The problem
Only the lines from the top of the listing below through the line containing "point: blueberry on" should be output, exactly and with no pictures.

Dataset records
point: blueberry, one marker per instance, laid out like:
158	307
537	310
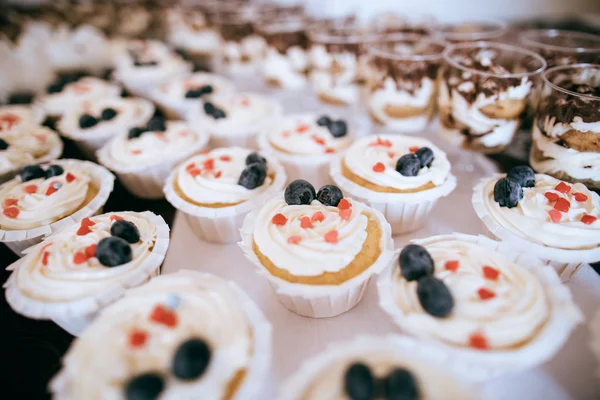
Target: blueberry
425	155
324	121
330	195
87	121
113	251
147	386
523	175
254	157
108	114
253	176
435	297
32	172
299	192
359	383
400	384
125	230
507	192
415	262
408	165
338	128
54	170
191	359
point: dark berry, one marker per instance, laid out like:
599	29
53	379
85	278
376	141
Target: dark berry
523	175
54	170
324	121
415	262
338	128
435	297
87	121
330	195
32	172
359	383
507	192
408	165
254	157
108	114
425	155
113	251
299	192
400	384
147	386
125	230
191	359
253	176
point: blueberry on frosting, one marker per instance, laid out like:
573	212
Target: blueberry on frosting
191	359
299	192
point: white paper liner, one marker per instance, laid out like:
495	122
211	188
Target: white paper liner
221	225
147	181
256	373
561	259
405	212
483	365
101	178
296	385
320	301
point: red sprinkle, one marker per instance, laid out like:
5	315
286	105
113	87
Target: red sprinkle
485	294
563	188
490	273
588	219
331	237
279	219
379	167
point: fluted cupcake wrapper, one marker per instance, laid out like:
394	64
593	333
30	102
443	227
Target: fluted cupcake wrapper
75	315
19	240
320	301
484	365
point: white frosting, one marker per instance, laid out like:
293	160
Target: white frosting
300	134
207	309
365	153
38	204
74	94
300	259
213	177
530	219
518	308
577	164
131	112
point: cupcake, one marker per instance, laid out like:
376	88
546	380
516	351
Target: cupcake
95	122
63	96
235	119
44	199
143	157
179	96
318	250
216	189
377	367
401	176
496	310
184	335
306	144
556	221
74	273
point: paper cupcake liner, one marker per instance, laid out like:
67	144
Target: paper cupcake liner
483	365
19	240
405	212
221	225
560	259
295	386
75	315
319	301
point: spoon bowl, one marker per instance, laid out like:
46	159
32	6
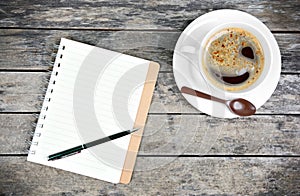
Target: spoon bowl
240	107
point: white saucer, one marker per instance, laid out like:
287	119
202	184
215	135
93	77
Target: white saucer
186	71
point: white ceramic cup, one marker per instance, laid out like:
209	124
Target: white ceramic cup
198	53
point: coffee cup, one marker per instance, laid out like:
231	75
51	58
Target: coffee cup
264	56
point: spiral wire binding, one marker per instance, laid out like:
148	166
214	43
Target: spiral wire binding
50	79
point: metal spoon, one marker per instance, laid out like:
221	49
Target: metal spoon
238	106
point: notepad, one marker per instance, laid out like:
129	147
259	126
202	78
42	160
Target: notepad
93	93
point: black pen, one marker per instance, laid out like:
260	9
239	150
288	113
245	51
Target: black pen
78	149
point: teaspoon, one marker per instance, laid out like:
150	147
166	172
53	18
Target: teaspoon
238	106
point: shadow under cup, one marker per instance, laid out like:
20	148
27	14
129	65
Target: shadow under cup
266	53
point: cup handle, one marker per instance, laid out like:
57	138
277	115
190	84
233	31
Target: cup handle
188	49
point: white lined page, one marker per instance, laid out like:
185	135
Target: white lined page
61	130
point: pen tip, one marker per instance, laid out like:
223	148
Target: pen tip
133	130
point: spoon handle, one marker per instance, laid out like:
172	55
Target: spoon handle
196	93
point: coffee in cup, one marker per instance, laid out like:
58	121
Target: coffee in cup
233	59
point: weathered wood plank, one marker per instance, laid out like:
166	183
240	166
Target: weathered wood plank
31	49
133	14
186	134
180	176
20	92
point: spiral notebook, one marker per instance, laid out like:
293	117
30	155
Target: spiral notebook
93	93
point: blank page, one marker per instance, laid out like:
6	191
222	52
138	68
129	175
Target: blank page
92	93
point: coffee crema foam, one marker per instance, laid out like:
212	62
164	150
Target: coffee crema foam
233	59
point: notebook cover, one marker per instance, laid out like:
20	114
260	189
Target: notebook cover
140	121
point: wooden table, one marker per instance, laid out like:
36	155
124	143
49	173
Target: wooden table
248	156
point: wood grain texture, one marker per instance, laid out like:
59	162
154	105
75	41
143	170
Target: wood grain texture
31	49
131	14
20	92
180	176
186	134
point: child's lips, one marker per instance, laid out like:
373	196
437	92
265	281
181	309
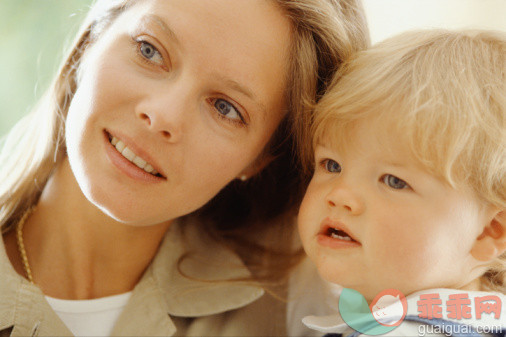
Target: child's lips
336	230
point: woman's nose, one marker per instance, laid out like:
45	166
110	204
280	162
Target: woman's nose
165	116
344	197
153	122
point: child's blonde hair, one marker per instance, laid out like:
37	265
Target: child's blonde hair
445	93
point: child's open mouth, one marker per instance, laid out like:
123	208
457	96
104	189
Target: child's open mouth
335	234
339	234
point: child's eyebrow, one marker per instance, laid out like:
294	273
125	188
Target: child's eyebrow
152	18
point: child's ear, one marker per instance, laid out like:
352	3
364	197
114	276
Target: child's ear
492	241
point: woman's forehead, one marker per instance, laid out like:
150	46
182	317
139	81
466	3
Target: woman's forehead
241	45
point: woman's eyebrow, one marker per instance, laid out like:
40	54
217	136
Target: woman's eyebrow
152	18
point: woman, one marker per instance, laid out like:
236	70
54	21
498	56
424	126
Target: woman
160	107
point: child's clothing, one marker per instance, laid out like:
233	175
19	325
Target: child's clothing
491	309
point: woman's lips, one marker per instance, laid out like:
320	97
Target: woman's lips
125	165
335	234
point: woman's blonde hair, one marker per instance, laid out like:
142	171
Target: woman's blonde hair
324	33
445	93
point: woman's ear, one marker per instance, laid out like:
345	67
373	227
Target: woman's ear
258	165
492	241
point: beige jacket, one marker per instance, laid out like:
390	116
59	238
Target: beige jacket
164	302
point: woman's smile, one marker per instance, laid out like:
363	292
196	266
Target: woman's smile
127	160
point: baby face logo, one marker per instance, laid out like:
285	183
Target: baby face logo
385	313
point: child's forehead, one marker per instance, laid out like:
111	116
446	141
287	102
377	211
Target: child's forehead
368	133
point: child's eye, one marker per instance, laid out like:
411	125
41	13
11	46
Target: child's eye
149	52
228	111
394	182
331	166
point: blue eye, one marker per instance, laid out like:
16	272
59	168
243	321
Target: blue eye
149	52
331	166
227	110
394	182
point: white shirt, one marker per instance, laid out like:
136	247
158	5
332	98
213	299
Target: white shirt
94	317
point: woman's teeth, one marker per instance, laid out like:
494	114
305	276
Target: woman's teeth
131	156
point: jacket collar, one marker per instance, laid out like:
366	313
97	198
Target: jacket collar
162	290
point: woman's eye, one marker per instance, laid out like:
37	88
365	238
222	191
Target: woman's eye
394	182
331	166
227	110
149	52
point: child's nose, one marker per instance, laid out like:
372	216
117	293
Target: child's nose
345	198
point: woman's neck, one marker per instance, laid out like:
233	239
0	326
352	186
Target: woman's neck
75	251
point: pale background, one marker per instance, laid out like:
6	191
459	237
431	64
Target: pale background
33	34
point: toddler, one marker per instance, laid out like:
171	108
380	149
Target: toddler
408	196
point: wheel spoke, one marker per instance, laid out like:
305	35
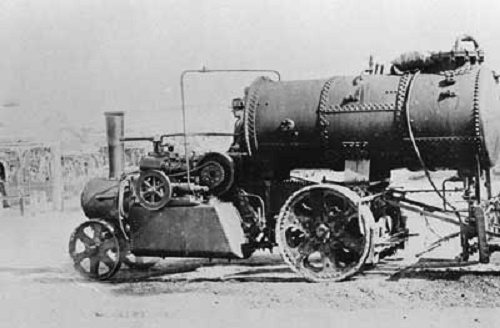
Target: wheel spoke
108	244
86	240
317	204
108	261
94	265
97	232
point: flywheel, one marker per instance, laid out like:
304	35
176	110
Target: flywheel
95	250
324	234
154	189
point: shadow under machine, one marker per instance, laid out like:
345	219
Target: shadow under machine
438	111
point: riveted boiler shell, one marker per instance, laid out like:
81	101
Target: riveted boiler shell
489	114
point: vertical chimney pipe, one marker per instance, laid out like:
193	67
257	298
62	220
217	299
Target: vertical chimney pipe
116	149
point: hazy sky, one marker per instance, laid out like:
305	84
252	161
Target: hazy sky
79	58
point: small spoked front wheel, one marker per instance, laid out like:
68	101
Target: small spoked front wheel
95	250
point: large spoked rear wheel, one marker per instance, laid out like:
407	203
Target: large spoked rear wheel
324	234
95	250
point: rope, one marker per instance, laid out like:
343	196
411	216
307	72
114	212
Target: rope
417	150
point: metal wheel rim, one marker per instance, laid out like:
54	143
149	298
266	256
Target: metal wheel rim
320	251
101	249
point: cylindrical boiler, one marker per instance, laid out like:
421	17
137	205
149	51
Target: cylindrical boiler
452	116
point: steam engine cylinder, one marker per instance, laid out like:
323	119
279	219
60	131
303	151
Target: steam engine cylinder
453	117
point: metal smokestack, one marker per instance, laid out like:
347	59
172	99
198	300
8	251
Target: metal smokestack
116	149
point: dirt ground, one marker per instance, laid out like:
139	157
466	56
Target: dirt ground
39	288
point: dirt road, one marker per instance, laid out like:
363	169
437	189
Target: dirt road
39	288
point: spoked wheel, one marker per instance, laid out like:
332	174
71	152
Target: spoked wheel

Solution to the problem
point: blueberry, one marker per instance, laid out like:
158	307
537	310
Target: blueberry
425	155
324	121
330	195
87	121
113	251
147	386
523	175
254	157
108	114
253	176
435	297
32	172
299	192
359	383
400	384
125	230
507	192
415	262
408	165
338	128
54	170
191	359
point: dark berry, one marker per instance, laid out like:
599	29
53	379
85	278
376	141
Target: dark berry
523	175
54	170
324	121
415	262
338	128
435	297
87	121
330	195
32	172
359	383
507	192
408	165
254	157
108	114
425	155
113	251
299	192
400	384
147	386
125	230
191	359
253	176
point: blueberry on frosting, one marker per instance, laid out like:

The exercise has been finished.